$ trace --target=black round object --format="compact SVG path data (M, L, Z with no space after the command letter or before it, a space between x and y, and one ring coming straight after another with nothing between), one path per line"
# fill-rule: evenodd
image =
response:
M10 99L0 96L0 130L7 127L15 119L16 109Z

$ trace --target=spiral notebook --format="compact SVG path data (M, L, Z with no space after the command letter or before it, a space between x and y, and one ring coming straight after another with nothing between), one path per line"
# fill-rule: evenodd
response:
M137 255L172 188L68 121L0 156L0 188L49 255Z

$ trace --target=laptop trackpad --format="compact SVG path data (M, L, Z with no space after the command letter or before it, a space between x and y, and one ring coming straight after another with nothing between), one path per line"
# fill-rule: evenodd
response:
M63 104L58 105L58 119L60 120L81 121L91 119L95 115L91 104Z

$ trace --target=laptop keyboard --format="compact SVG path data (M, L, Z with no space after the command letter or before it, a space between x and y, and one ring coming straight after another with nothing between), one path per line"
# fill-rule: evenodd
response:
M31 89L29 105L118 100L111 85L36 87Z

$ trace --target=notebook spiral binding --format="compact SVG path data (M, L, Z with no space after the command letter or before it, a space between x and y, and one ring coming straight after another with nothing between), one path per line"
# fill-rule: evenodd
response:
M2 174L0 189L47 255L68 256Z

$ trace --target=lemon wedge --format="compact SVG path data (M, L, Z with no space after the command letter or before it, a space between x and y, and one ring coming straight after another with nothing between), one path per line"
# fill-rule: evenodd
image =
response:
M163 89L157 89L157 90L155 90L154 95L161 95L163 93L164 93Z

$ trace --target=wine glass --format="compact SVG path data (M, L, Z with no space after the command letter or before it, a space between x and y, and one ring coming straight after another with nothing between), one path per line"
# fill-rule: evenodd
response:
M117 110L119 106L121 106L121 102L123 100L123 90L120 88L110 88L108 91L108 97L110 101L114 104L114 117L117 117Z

==

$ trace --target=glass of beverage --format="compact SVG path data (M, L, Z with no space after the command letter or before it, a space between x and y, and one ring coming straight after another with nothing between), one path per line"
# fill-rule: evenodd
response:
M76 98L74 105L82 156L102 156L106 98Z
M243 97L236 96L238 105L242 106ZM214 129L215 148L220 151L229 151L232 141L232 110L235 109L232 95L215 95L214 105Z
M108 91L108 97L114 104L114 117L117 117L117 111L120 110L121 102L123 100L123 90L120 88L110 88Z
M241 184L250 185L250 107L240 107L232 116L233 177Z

==

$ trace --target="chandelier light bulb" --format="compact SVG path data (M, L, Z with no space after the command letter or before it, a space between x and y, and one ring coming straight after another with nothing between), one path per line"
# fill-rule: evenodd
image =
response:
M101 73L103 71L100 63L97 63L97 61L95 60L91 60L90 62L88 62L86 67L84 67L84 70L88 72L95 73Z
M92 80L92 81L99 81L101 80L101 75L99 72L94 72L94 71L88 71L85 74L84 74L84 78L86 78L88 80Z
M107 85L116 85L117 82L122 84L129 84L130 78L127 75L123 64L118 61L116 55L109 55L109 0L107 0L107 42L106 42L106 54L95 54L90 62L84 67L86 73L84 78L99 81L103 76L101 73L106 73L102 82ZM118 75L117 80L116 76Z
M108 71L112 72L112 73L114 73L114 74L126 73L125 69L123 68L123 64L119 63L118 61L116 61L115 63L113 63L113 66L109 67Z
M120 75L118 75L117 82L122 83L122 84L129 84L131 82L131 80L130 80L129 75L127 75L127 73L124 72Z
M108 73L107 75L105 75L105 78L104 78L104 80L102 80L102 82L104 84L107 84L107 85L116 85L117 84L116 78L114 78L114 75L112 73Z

• _Requirements_:
Reproduce the rows starting at the line that contains "trace --target=glass of" and ending at the line that contains "M241 184L250 185L250", with both of those lines included.

• _The completed task_:
$ trace --target=glass of beverage --format="compact SVG path data (M, L, Z with no space after the command letter or before it, a space between x and y, and one ring coming straight after another with nothing between), one path per line"
# fill-rule: evenodd
response:
M76 98L74 105L82 156L102 156L106 98Z
M243 97L236 96L238 105L242 106ZM214 129L215 148L220 151L229 151L232 141L232 110L235 109L232 95L215 95L214 105Z
M108 91L108 97L114 104L114 117L117 117L117 111L120 110L121 102L123 100L123 90L120 88L110 88Z
M241 184L250 185L250 107L240 107L232 116L233 177Z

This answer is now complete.